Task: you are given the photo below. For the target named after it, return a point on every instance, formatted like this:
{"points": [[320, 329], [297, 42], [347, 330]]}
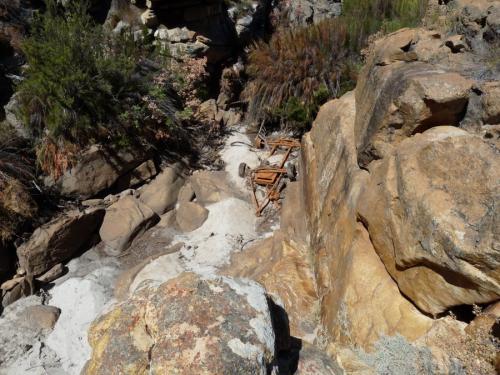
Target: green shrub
{"points": [[83, 86], [286, 73], [295, 72]]}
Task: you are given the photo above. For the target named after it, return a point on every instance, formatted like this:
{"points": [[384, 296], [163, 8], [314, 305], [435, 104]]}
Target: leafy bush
{"points": [[16, 173], [83, 86], [295, 72], [299, 69]]}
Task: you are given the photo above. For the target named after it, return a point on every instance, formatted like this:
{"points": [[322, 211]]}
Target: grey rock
{"points": [[161, 194], [125, 220], [190, 216], [59, 240]]}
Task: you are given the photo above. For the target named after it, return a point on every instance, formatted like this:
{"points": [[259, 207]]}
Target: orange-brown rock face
{"points": [[400, 184], [359, 300], [283, 269]]}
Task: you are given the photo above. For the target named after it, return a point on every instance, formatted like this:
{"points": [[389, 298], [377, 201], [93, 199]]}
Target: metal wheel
{"points": [[291, 171], [242, 170]]}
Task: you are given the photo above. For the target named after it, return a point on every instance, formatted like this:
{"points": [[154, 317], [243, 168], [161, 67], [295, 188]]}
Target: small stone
{"points": [[41, 317], [186, 194], [52, 274], [10, 284], [149, 19], [92, 202]]}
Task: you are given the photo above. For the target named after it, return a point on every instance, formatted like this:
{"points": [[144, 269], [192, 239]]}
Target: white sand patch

**EXERCISE OBJECTIVE:**
Please keep every line of the data the same when you reproduce it, and keep every picture out.

**SOLUTION FOR THIS EXERCISE:**
Task: you are given the photo below. For the target named after it, return a point on every instance, formatted like this:
{"points": [[320, 329], [297, 42], [347, 330]]}
Target: green shrub
{"points": [[83, 86], [286, 73], [295, 72]]}
Task: you are given the photo above. For the target named after it, return a point on every instance, formatted like this:
{"points": [[384, 296], [163, 8], [314, 305], [435, 104]]}
Target: leafy bush
{"points": [[16, 173], [83, 86], [295, 72], [299, 69]]}
Task: you are given the photo above. For the target named after it, return a point on every instance, formatted like this:
{"points": [[322, 211]]}
Target: grey rock
{"points": [[161, 194], [125, 220], [190, 216], [59, 240]]}
Task: you are given the photo above. For the target named after it, return a point on every instance, formatted like this:
{"points": [[259, 207]]}
Target: orange-brown rock face
{"points": [[400, 184], [359, 300], [283, 269]]}
Task: you are given the photo above. For the target named after it, return a point on every instance, formatted like this:
{"points": [[389, 298], [377, 201], [93, 199]]}
Target: metal wheel
{"points": [[291, 171], [242, 170]]}
Task: you are given the photo above. For the target named after it, return a point on every instance, formatted like this:
{"points": [[154, 317], [243, 168], [161, 67], [295, 188]]}
Target: small stone
{"points": [[41, 317], [186, 194], [52, 274], [10, 284], [149, 19], [92, 202]]}
Task: you are given the photo above. For the target named after it, return a point on every instance, formatted like this:
{"points": [[144, 269], [192, 239]]}
Target: white sand patch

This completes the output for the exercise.